_Passage to read_.
- Born: Max Edwin Teichmann 10 August 1924 Melbourne, Australia
- Died: 29 November 2008 (aged 84)
- Spouse: Jenny Teichman

Academic background
- Education: University of Melbourne Balliol College, Oxford

Academic work
- Institutions: Monash University
- Allegiance: Australia
- Branch: Australian Army
- Service years: 1942–?
- Theatre: World War II Papua New Guinea; ;

= Max Teichmann =

Australian politician (1924–2008)

Max Edwin Teichmann (20 August 1924 – 29 November 2008) was an Australian academic and political commentator.

== Early years ==
Born in Melbourne to a German-born father, also Max, and an Adelaide-born mother, Kathleen, Teichmann grew up in the working-class suburb of Carlton during the Great Depression. After leaving school, he worked as a junior journalist, then in 1942 joined the Australian army and saw action in Papua New Guinea.

==Education==
After the war, as an ex-serviceman, he enrolled in the University of Melbourne where he embarked on an academic career. He won a scholarship to Balliol College, Oxford, United Kingdom where he was taught by Isaiah Berlin, Max Beloff and John Plamenatz. While in the United Kingdom, Teichmann became involved in left-wing politics, joining Britain's Labour Party and Campaign for Nuclear Disarmament. He married the philosopher Jenny Teichman.

_Information supplied_.
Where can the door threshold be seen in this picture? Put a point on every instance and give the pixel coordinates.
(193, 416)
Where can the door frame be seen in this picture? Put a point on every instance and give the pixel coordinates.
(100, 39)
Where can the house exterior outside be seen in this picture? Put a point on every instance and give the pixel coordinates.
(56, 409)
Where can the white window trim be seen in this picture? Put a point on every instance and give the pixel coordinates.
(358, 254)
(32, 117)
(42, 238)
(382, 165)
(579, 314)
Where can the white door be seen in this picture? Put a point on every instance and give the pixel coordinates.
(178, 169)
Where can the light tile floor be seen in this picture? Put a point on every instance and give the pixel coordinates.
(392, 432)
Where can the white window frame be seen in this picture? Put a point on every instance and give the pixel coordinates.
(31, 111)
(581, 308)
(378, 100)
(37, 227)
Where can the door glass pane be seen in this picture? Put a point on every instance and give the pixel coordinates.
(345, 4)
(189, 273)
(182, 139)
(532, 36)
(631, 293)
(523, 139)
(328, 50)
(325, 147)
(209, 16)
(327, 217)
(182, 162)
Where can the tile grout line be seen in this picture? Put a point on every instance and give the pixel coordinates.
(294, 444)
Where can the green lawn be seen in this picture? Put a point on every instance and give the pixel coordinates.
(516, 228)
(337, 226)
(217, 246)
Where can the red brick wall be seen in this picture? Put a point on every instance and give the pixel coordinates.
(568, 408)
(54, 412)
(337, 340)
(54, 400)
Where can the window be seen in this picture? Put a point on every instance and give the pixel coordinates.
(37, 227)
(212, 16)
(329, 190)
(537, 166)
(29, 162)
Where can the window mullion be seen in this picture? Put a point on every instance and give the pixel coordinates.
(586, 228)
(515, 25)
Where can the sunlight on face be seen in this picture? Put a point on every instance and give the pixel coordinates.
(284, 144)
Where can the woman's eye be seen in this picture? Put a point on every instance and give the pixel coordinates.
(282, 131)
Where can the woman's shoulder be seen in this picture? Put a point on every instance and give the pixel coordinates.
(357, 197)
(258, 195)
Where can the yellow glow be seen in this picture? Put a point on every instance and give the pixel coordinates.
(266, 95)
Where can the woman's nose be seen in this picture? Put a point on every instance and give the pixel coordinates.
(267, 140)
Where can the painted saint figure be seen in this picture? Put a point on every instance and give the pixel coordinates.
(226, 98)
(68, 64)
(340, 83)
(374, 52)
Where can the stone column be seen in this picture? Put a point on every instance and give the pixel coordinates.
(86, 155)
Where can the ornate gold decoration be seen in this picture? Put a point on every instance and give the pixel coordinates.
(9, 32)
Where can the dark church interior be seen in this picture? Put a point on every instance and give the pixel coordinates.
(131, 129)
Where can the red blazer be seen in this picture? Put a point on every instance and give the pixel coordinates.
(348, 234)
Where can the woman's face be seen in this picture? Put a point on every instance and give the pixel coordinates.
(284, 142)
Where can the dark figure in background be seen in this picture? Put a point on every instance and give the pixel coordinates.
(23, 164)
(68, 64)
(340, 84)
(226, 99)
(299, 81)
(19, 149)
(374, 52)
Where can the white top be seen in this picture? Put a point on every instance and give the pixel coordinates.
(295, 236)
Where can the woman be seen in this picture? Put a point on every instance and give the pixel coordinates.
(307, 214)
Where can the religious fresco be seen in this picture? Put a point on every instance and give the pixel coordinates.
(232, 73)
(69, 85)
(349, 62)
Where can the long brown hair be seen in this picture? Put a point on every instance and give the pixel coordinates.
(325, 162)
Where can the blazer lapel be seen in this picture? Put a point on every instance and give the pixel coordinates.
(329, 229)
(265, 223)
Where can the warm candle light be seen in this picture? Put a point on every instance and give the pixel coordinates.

--

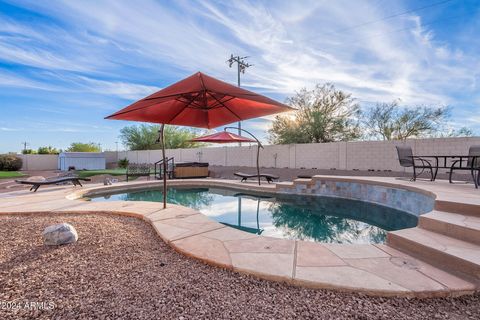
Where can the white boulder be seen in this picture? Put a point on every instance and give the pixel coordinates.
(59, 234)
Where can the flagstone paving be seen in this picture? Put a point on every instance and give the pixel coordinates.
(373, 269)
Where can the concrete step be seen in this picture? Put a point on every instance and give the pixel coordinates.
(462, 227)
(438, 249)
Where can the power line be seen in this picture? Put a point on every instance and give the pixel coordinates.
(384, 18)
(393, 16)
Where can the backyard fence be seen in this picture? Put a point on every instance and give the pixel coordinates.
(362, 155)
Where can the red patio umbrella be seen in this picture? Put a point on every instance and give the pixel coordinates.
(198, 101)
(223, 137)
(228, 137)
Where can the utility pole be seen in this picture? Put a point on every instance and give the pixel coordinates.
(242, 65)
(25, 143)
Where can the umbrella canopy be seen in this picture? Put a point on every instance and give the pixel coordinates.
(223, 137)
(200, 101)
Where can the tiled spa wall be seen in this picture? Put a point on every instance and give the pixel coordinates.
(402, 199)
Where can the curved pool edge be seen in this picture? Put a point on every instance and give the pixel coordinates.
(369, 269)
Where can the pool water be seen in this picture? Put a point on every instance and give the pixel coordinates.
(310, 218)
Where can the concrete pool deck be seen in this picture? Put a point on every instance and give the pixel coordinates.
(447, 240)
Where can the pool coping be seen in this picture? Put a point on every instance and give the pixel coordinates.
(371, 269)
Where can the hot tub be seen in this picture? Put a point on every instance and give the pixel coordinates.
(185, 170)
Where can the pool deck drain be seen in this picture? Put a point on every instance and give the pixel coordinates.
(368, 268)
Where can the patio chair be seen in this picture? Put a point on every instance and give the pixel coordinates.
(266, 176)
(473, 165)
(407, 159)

_Directive_. Echo the portion of the Max Teichmann biography that begins at "Academic background" and ends at "Australian politician (1924–2008)", copied word for word.

_Exercise response_.
Academic background
- Education: University of Melbourne Balliol College, Oxford

Academic work
- Institutions: Monash University
- Allegiance: Australia
- Branch: Australian Army
- Service years: 1942–?
- Theatre: World War II Papua New Guinea; ;

= Max Teichmann =

Australian politician (1924–2008)